**Short problem**
Quote, word for word, every line starting at the line that contains "bowl in this photo." and ending with the last line of the records; include both of these lines and no others.

___ Records to use ___

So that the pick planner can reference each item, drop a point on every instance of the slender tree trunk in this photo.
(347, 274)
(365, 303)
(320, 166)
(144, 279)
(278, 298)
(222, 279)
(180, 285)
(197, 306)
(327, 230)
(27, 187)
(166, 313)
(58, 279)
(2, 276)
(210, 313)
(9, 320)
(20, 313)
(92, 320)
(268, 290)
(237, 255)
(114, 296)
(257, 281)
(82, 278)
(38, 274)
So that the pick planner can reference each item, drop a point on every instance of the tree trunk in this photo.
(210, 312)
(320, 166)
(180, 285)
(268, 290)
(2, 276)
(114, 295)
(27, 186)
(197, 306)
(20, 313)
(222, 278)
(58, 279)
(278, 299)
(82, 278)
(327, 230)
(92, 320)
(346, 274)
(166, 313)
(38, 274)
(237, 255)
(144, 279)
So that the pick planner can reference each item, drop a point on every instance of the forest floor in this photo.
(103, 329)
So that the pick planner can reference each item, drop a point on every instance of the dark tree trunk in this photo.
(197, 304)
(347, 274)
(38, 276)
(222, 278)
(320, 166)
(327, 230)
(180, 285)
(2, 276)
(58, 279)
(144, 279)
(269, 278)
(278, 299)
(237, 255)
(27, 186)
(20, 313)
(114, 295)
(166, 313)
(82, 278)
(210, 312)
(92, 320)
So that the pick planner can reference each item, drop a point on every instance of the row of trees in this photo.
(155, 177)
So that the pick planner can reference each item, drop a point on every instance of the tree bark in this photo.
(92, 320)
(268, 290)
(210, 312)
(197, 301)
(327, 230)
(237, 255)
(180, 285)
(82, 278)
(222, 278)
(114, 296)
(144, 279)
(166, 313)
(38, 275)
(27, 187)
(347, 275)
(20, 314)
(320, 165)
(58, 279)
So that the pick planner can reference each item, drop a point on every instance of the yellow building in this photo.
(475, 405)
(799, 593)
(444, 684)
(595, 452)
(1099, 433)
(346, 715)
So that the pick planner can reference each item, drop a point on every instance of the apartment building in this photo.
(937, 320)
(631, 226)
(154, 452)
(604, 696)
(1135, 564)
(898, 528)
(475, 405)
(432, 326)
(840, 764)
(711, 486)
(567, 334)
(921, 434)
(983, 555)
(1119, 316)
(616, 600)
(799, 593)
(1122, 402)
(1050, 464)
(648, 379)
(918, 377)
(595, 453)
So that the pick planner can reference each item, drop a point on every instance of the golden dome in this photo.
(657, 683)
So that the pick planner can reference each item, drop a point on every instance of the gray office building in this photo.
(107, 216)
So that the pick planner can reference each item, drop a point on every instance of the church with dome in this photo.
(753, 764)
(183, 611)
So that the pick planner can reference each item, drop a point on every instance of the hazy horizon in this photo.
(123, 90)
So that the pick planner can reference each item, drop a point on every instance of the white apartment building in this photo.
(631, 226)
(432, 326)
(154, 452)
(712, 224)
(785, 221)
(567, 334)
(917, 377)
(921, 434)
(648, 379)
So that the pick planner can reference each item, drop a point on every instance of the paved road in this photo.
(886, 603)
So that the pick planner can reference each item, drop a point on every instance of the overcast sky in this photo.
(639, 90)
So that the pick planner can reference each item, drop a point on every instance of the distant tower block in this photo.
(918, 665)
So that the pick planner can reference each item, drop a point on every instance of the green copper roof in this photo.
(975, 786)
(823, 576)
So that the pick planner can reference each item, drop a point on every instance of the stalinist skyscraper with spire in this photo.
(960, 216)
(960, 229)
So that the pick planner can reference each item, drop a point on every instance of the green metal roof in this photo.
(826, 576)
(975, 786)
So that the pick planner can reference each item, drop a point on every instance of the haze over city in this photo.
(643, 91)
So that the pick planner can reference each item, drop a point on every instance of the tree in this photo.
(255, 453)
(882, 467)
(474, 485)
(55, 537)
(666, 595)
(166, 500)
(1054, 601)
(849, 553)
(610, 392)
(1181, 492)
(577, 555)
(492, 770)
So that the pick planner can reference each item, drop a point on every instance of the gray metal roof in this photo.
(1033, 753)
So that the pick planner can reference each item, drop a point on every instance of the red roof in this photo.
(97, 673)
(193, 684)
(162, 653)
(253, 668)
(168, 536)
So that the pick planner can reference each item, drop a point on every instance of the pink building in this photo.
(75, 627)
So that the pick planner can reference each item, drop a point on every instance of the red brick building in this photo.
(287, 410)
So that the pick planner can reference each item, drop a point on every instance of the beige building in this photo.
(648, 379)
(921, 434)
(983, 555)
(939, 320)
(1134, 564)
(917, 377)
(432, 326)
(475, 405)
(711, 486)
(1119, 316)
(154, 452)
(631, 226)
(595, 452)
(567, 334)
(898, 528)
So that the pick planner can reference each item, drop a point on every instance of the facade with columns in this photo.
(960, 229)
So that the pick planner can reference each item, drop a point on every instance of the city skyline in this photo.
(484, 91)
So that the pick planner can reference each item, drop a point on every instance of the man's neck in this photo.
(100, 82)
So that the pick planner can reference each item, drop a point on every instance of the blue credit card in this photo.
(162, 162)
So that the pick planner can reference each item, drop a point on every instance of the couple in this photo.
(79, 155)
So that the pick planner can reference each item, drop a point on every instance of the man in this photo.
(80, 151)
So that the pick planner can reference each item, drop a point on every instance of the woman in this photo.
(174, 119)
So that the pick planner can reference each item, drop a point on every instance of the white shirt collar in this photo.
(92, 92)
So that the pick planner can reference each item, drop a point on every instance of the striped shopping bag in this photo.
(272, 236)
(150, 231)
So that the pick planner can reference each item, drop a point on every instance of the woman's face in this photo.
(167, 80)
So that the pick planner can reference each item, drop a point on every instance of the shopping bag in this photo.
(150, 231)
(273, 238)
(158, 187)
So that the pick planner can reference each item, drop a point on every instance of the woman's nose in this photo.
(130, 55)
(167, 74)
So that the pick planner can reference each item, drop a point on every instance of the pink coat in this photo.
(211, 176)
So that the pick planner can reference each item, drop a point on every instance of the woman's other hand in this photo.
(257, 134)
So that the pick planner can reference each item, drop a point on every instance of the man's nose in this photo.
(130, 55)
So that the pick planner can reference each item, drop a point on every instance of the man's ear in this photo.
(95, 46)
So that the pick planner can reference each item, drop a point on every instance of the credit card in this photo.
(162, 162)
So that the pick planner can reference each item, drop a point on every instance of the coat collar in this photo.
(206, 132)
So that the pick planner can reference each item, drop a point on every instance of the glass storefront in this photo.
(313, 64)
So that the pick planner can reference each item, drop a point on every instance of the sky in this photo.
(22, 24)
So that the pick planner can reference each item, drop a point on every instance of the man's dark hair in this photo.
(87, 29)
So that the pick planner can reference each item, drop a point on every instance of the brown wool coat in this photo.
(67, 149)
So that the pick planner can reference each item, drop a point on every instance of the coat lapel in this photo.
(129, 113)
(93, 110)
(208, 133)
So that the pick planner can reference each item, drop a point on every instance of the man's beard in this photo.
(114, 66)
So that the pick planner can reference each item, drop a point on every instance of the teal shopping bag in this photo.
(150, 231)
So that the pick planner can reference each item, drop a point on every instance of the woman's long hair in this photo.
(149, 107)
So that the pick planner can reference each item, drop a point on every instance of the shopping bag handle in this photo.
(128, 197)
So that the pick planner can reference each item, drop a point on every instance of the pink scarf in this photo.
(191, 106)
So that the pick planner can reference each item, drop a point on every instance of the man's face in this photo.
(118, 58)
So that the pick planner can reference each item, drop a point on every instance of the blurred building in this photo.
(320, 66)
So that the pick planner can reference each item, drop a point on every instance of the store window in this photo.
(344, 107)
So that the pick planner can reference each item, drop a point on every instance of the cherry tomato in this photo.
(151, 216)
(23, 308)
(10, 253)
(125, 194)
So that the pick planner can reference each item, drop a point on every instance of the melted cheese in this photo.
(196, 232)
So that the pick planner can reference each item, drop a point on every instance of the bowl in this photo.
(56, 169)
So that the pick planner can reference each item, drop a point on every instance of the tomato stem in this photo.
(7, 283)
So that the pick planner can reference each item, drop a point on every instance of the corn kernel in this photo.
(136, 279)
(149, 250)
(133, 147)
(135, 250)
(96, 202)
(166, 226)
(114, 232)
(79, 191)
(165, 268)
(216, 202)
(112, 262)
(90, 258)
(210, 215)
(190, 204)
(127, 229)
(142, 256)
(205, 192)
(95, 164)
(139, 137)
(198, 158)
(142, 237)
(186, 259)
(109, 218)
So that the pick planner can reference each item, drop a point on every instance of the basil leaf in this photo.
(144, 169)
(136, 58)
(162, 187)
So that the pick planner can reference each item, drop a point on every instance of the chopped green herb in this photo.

___

**Worked answer**
So that the pick planner can reference each item, drop a point on every instance of the bowl in this photo.
(56, 169)
So that the pick planner can reference each item, drop a point on every instance of the tomato stem in this photo.
(7, 283)
So that the pick planner can reference each item, drop a point on every instance of the corn kernel in this photo.
(136, 279)
(149, 250)
(133, 147)
(135, 250)
(96, 202)
(166, 226)
(114, 232)
(79, 191)
(165, 268)
(216, 202)
(112, 262)
(90, 258)
(210, 215)
(190, 204)
(127, 229)
(142, 256)
(205, 192)
(95, 164)
(139, 137)
(198, 158)
(142, 237)
(186, 259)
(109, 218)
So that the pick planner can reference each item, drop a point on every instance of the basil leaf in this photo.
(144, 169)
(136, 58)
(162, 187)
So that the pick planner can reference each item, drop a point on every instance of the chopped green herb in this photo.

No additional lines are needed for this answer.